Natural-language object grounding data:
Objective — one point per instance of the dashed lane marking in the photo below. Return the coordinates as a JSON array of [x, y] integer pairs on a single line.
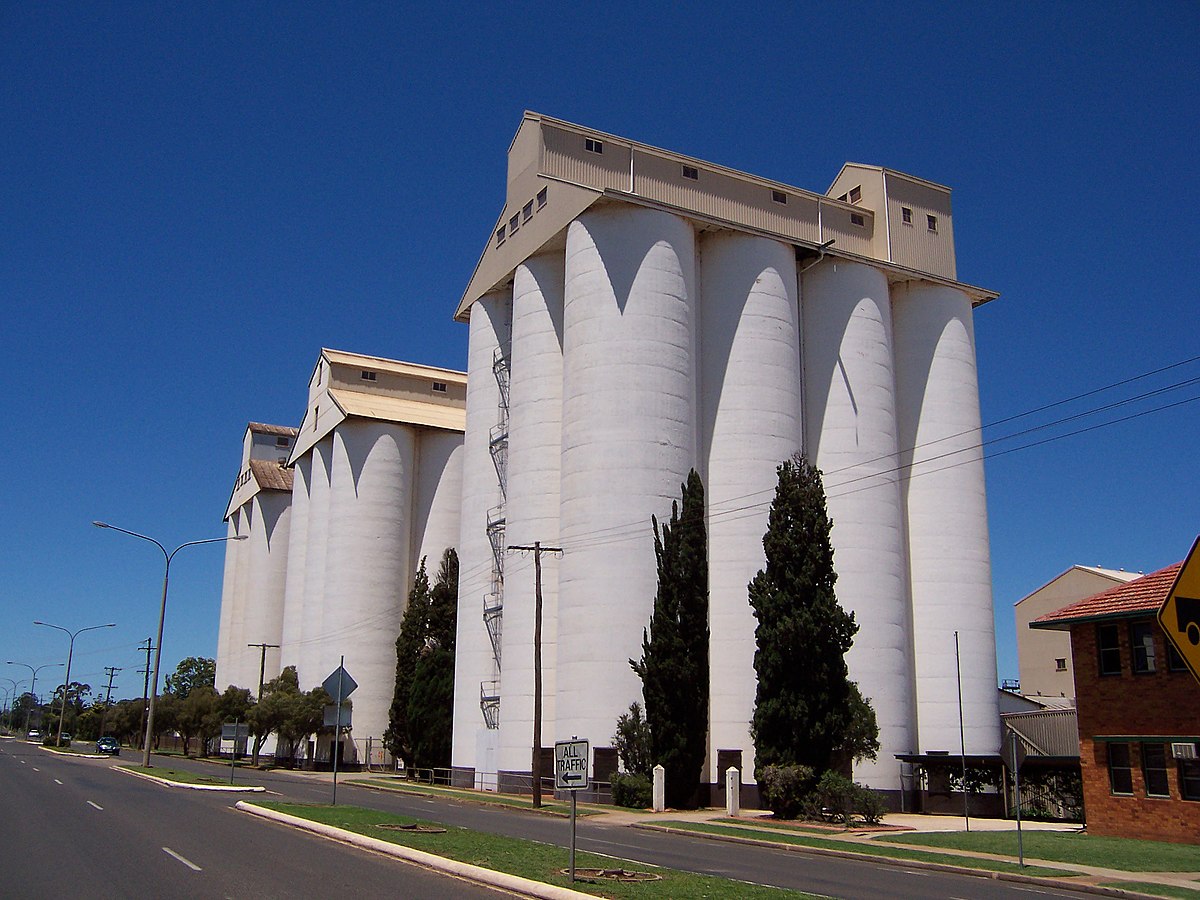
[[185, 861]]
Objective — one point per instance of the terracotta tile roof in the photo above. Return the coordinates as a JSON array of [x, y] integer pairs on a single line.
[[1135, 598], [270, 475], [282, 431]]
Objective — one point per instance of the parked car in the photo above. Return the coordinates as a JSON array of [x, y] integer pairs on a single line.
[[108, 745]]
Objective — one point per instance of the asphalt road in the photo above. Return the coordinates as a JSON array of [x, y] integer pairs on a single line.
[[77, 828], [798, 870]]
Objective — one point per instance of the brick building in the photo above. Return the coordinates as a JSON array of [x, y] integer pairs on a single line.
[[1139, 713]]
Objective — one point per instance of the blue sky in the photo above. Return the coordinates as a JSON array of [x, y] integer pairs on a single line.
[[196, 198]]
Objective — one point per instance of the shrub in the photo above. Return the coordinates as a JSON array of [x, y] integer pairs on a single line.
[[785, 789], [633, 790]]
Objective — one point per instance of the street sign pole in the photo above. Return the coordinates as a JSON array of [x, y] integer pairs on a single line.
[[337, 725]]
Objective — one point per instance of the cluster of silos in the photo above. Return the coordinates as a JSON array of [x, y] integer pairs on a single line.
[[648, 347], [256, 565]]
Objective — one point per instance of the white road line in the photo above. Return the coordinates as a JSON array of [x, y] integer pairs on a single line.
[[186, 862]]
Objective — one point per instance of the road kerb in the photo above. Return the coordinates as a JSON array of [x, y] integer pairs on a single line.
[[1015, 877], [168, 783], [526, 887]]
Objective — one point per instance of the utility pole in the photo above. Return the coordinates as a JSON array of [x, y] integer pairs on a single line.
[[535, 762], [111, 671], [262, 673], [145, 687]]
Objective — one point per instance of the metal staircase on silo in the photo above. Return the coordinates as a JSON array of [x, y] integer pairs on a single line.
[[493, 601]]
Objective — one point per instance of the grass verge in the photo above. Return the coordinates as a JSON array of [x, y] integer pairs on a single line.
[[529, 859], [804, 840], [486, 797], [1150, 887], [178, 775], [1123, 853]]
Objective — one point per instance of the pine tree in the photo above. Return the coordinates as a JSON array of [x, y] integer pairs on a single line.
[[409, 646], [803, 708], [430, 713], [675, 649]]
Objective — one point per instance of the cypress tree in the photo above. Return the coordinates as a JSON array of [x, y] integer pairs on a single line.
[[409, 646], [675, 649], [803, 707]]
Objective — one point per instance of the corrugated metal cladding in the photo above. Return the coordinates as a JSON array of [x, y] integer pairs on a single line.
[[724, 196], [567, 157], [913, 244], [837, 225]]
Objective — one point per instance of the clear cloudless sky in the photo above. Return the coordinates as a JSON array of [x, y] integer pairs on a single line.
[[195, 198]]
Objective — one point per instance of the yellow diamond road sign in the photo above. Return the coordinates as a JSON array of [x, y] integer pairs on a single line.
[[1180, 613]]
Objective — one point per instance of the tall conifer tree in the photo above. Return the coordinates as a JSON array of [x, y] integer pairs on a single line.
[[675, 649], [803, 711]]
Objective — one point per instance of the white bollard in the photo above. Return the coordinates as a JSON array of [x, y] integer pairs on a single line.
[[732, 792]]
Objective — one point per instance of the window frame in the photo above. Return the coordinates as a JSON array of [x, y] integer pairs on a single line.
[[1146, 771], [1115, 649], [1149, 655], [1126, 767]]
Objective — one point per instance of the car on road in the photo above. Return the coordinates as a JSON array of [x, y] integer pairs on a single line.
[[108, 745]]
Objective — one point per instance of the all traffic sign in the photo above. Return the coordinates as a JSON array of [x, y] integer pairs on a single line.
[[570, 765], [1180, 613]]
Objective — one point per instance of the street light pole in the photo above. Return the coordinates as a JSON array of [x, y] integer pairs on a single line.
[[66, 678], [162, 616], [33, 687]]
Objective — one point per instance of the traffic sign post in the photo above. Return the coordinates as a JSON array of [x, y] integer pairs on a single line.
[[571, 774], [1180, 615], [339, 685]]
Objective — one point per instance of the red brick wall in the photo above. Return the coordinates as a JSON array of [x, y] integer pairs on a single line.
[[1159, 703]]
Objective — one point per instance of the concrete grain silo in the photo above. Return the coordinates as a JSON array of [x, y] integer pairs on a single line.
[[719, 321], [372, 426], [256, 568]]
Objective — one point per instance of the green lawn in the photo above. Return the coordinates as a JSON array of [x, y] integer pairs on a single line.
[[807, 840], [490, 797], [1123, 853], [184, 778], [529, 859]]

Try it:
Could you quote, exactly as they appear, the line containing "Objective — one point per instance of the street light" and every line after it to the end of the records above?

Problem solution:
Objective — one point per instance of the street light pole in the photo above. Return the coordinates as a JSON array of [x, y] integer pairs on a single line.
[[66, 678], [162, 616], [33, 687]]
Objective — one point per instance of the traffic sign post in the photo above. Return the coordinates as a JSON array of [x, y] integer pairs on a single line.
[[571, 774], [1180, 615], [339, 685]]
Objective — one point per instance of the red brick wall in the photo above. Return the coordinates as a JSON array of [x, y] integer pairs on a single line.
[[1159, 703]]
Objective — one point per instance of the concrete grain silo in the photo above. Return the coordinates as a JSON array of [x, y] integer pairs on a single line.
[[719, 321], [372, 426], [256, 568]]
Objective — one point per instance of the green lawn in the photo above. Return the coordinates as a JSON array of [x, y] integer pairs on a single line.
[[807, 840], [490, 797], [1123, 853], [184, 778], [529, 859]]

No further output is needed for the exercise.